Entries on locating named things:
(begin)
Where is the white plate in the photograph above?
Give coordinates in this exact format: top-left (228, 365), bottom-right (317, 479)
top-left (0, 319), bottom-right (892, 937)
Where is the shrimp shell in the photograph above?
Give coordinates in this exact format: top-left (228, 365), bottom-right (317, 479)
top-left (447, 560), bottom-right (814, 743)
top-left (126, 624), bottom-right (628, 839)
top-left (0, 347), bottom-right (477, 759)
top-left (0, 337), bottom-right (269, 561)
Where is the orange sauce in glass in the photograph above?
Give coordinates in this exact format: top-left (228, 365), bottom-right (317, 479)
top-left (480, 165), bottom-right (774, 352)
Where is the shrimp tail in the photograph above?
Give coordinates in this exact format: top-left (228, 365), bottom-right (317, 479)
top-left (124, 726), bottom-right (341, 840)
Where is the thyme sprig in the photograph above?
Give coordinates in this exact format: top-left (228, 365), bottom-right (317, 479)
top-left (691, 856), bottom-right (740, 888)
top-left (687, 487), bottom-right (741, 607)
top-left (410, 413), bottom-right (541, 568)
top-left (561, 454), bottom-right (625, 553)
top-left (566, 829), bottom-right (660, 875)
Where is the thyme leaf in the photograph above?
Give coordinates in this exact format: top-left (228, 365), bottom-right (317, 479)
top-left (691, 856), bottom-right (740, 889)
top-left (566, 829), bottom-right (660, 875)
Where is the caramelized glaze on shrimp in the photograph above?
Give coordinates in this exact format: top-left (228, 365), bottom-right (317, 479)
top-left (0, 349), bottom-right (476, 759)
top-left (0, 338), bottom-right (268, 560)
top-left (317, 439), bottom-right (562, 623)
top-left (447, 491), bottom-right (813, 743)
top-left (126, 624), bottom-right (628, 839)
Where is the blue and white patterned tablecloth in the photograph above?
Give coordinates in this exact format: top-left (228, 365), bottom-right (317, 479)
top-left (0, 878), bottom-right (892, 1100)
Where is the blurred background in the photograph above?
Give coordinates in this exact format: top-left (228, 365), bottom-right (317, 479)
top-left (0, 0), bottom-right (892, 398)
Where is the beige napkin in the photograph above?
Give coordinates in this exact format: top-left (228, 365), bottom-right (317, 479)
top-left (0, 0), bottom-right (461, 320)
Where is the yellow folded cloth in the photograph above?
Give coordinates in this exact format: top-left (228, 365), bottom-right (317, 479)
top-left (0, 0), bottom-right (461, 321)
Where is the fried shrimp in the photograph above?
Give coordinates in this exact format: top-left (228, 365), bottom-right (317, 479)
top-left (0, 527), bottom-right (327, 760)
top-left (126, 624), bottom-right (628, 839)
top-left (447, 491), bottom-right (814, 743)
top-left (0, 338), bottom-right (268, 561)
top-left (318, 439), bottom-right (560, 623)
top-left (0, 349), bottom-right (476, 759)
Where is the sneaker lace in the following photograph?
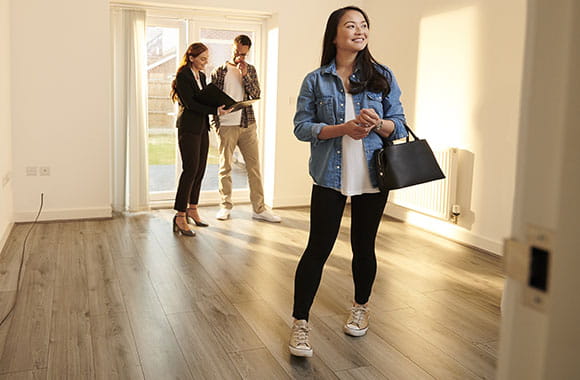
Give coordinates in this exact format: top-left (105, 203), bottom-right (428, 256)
top-left (292, 326), bottom-right (310, 345)
top-left (350, 305), bottom-right (367, 325)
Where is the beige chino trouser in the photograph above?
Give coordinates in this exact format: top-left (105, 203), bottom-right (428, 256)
top-left (217, 124), bottom-right (265, 213)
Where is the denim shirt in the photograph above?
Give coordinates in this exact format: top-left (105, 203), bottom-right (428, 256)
top-left (294, 60), bottom-right (407, 191)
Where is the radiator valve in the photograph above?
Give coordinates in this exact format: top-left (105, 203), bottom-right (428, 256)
top-left (451, 205), bottom-right (461, 224)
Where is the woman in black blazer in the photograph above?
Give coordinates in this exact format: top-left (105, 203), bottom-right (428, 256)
top-left (171, 42), bottom-right (229, 236)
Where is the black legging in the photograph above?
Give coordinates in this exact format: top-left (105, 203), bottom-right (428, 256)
top-left (292, 185), bottom-right (387, 320)
top-left (173, 130), bottom-right (209, 212)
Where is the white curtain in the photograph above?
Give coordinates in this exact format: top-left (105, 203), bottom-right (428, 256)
top-left (111, 8), bottom-right (149, 211)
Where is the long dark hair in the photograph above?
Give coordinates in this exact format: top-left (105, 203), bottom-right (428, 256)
top-left (320, 6), bottom-right (391, 94)
top-left (169, 42), bottom-right (207, 102)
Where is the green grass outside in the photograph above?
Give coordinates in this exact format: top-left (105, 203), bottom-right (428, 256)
top-left (149, 134), bottom-right (219, 165)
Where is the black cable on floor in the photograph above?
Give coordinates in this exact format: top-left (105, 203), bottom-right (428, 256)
top-left (0, 193), bottom-right (44, 327)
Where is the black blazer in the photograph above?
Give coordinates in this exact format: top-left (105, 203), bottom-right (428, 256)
top-left (176, 67), bottom-right (217, 135)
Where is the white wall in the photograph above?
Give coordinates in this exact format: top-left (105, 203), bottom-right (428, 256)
top-left (0, 0), bottom-right (13, 251)
top-left (10, 0), bottom-right (111, 221)
top-left (497, 0), bottom-right (580, 380)
top-left (6, 0), bottom-right (525, 252)
top-left (365, 0), bottom-right (526, 253)
top-left (123, 0), bottom-right (363, 207)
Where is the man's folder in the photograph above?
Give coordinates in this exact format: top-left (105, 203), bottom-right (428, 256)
top-left (195, 83), bottom-right (260, 112)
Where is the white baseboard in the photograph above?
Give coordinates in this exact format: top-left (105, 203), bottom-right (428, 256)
top-left (385, 202), bottom-right (503, 256)
top-left (14, 207), bottom-right (112, 223)
top-left (0, 222), bottom-right (14, 252)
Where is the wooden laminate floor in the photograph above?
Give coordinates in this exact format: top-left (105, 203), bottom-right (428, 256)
top-left (0, 206), bottom-right (503, 380)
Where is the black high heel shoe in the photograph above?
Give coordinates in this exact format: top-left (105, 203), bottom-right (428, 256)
top-left (173, 215), bottom-right (195, 236)
top-left (185, 211), bottom-right (209, 227)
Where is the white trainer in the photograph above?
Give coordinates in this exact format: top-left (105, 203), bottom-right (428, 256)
top-left (288, 319), bottom-right (312, 358)
top-left (215, 207), bottom-right (232, 220)
top-left (342, 305), bottom-right (370, 336)
top-left (252, 210), bottom-right (282, 223)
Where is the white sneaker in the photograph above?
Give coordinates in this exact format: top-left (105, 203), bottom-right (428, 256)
top-left (288, 319), bottom-right (312, 358)
top-left (342, 305), bottom-right (370, 336)
top-left (215, 207), bottom-right (232, 220)
top-left (252, 210), bottom-right (282, 223)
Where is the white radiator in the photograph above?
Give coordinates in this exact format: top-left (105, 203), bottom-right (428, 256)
top-left (389, 148), bottom-right (458, 220)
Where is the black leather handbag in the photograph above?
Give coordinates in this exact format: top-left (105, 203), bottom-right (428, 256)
top-left (374, 124), bottom-right (445, 191)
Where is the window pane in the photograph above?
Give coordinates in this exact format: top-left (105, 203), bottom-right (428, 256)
top-left (147, 27), bottom-right (179, 192)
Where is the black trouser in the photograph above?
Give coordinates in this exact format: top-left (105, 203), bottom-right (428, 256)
top-left (173, 130), bottom-right (209, 212)
top-left (292, 185), bottom-right (387, 320)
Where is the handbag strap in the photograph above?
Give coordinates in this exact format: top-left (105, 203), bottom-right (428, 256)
top-left (379, 123), bottom-right (419, 146)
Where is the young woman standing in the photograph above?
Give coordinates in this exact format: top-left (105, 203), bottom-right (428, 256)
top-left (289, 7), bottom-right (407, 357)
top-left (171, 42), bottom-right (229, 236)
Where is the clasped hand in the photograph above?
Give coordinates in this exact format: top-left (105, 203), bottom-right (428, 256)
top-left (218, 104), bottom-right (232, 116)
top-left (345, 108), bottom-right (381, 140)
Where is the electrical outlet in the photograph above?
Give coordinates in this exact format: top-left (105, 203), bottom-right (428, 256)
top-left (26, 166), bottom-right (38, 176)
top-left (2, 172), bottom-right (12, 187)
top-left (39, 166), bottom-right (50, 176)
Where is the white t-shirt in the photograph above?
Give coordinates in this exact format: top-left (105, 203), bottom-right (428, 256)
top-left (220, 64), bottom-right (244, 125)
top-left (340, 92), bottom-right (380, 196)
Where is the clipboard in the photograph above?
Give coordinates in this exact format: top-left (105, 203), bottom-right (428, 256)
top-left (195, 83), bottom-right (260, 112)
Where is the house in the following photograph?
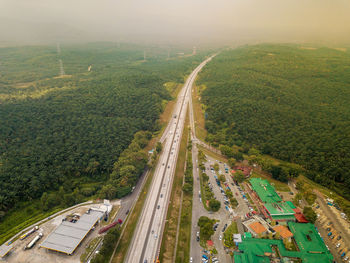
(end)
Task —
Please copy out, word for word, everything above from the line containing "Where is the long" down to the line containing "top-left (169, 42), bottom-right (207, 102)", both of those lines included.

Written reply —
Where is the long dark hair in the photograph above?
Give coordinates in this exact format: top-left (105, 203), bottom-right (428, 256)
top-left (320, 6), bottom-right (391, 94)
top-left (169, 42), bottom-right (207, 102)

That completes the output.